> [TESTO FORNITO]
- - -

E’ obbligatorio sottoporsi a questi riti di iniziazione? No, è solo per temerari ed arditi, per coloro che vogliono farse rovesciare le viscere sotto sopra e che vogliono fare uscite da dentro di se la parte oscura, quel “fondo enigmatico e buio” che ci contraddistingue insieme alle altre cose, ovviamente. Il freejazz di questo tipo è catartico, liberatorio, terapeutico, per chi crede in questo tipo di terapie. Negli anni ’60 e nei primi anni ‘70 c’era una forte componente rivoluzionaria in questi graffi sonori, c’era la ribellione politica e l’innovazione della forma con la sua capitolazione. Si rompevano le convenzioni, tutte le forma precedentemente codificate per entrare nel caos primordiale, un caos da cui bisognava rinascere e nuova vita, distruggere per poter ricostruire oppure passare attraverso le forche caudine della destrutturazione per una nuova forma di ristrutturazione. La distruzione di tutte le forme per la catarsi e la purificazione finale. Questo è l’aspetto dionisiaco così ben rappresentato dal filosofo dell’eccesso, del grande picconatore Friedrich Nietzsche, l’aspetto folle, l’irrazionale, il senso del tragico, la forza vitale del caos così facilmente riscontrabile nel freejazz.

- - -

> [CONTENUTO DEL DATASET]

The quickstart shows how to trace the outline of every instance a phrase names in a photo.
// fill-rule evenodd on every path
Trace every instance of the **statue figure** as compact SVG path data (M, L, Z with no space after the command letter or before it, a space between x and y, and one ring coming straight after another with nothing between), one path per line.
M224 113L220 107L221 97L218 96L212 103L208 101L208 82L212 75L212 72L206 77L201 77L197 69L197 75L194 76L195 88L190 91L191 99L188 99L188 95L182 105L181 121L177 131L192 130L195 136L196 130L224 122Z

- - -

Nel testo sul freejazz, quale filosofo rappresenta bene l'aspetto dionisiaco? Qui le righe non hanno alcun ruolo.

Friedrich Nietzsche, chiamato il filosofo dell'eccesso e il grande picconatore.